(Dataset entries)
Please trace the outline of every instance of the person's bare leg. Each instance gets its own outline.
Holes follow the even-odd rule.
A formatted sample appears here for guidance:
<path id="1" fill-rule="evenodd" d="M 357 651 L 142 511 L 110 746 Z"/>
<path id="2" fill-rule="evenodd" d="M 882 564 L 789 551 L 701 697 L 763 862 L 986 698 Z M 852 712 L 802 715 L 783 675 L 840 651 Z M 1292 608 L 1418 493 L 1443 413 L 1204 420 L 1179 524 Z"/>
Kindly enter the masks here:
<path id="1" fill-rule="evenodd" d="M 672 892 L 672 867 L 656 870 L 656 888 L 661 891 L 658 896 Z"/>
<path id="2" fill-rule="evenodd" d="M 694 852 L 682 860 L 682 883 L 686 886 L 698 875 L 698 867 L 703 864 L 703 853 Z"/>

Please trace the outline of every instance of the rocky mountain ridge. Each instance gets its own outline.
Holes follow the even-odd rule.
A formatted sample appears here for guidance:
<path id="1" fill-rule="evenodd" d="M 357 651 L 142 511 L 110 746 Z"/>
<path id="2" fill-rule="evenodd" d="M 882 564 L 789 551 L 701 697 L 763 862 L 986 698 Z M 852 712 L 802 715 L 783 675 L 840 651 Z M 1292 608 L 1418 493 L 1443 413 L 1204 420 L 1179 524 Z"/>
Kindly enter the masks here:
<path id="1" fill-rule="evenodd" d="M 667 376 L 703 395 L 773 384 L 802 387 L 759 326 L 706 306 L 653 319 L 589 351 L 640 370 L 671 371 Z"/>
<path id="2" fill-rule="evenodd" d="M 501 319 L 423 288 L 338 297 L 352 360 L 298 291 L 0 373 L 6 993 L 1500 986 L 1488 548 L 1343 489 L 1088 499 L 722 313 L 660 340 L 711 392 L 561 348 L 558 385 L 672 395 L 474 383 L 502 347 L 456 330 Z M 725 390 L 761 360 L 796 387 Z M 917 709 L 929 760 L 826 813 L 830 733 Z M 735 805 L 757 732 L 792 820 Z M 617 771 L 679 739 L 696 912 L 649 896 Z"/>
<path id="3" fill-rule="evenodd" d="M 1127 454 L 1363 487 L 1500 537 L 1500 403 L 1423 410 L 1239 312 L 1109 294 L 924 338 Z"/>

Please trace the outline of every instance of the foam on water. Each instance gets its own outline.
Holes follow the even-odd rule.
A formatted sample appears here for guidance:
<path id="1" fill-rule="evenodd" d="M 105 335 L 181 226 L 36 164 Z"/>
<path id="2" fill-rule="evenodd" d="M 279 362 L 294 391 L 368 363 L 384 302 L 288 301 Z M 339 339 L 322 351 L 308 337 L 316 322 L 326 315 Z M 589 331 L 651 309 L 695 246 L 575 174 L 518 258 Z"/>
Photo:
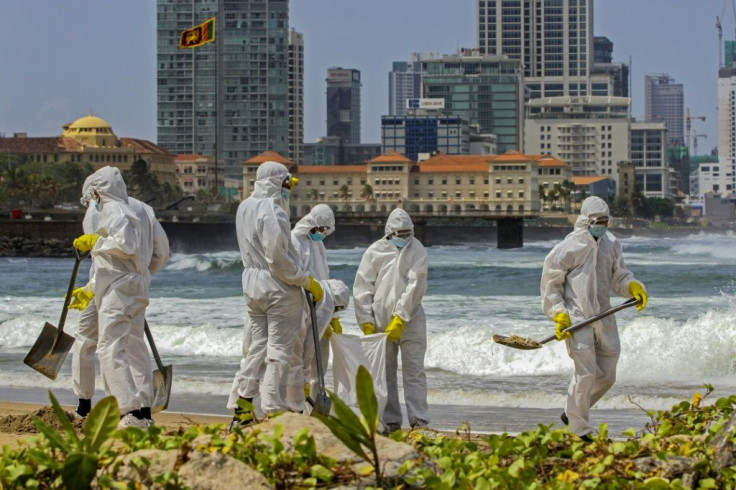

#### [Task objective]
An exact copy of every line above, minus the pictures, is the required output.

#### [Task output]
Please trace the outline of every instance of the person's bare leg. Each instance gets its own outline.
Holes follow the even-odd rule.
A formatted sample appears here for guidance:
<path id="1" fill-rule="evenodd" d="M 357 651 L 142 511 L 110 746 Z"/>
<path id="2" fill-rule="evenodd" d="M 882 564 L 789 551 L 701 697 L 763 862 L 986 698 Z M 852 712 L 802 715 L 783 675 L 840 651 Z M 1292 608 L 1418 493 L 1443 413 L 1204 420 L 1179 524 Z"/>
Kindly enter the masks here:
<path id="1" fill-rule="evenodd" d="M 672 892 L 672 867 L 656 870 L 656 888 L 661 891 L 658 896 Z"/>
<path id="2" fill-rule="evenodd" d="M 694 852 L 682 860 L 682 883 L 686 886 L 698 875 L 698 867 L 703 864 L 703 853 Z"/>

Please trace the outline of every instance of the rocky mountain ridge. Each instance gets its own outline.
Holes follow the even-odd rule.
A formatted sample appears here for guidance:
<path id="1" fill-rule="evenodd" d="M 357 651 L 142 511 L 110 746 Z"/>
<path id="2" fill-rule="evenodd" d="M 882 564 L 789 551 L 701 697 L 763 862 L 986 698 Z M 852 712 L 802 715 L 783 675 L 840 651 Z M 1292 608 L 1418 493 L 1443 413 L 1204 420 L 1179 524 Z"/>
Kindly enter the masks here:
<path id="1" fill-rule="evenodd" d="M 667 376 L 703 395 L 773 384 L 802 387 L 759 326 L 706 306 L 653 319 L 589 351 L 640 370 L 671 371 Z"/>
<path id="2" fill-rule="evenodd" d="M 501 319 L 423 288 L 338 297 L 352 360 L 298 291 L 0 373 L 6 993 L 1500 986 L 1488 548 L 1343 489 L 1088 499 L 722 313 L 660 340 L 711 392 L 561 348 L 558 385 L 672 395 L 474 383 L 502 347 L 456 330 Z M 725 390 L 761 360 L 796 387 Z M 917 709 L 929 760 L 826 813 L 830 733 Z M 735 805 L 757 732 L 792 820 Z M 617 771 L 679 739 L 696 912 L 649 896 Z"/>
<path id="3" fill-rule="evenodd" d="M 1127 454 L 1363 487 L 1500 537 L 1500 403 L 1423 410 L 1239 312 L 1109 294 L 924 338 Z"/>

Please trace the outline of every instance of the foam on water. Each instance gets its own outline.
Holes follow the even-odd rule.
A formatted sample appears here for guidance:
<path id="1" fill-rule="evenodd" d="M 105 335 L 181 226 L 36 164 Z"/>
<path id="2" fill-rule="evenodd" d="M 279 362 L 294 391 L 368 363 L 384 302 L 288 301 Z M 339 339 L 322 351 L 308 337 L 316 322 L 326 315 Z M 589 331 L 651 309 L 695 246 L 575 174 L 518 258 Z"/>
Photo:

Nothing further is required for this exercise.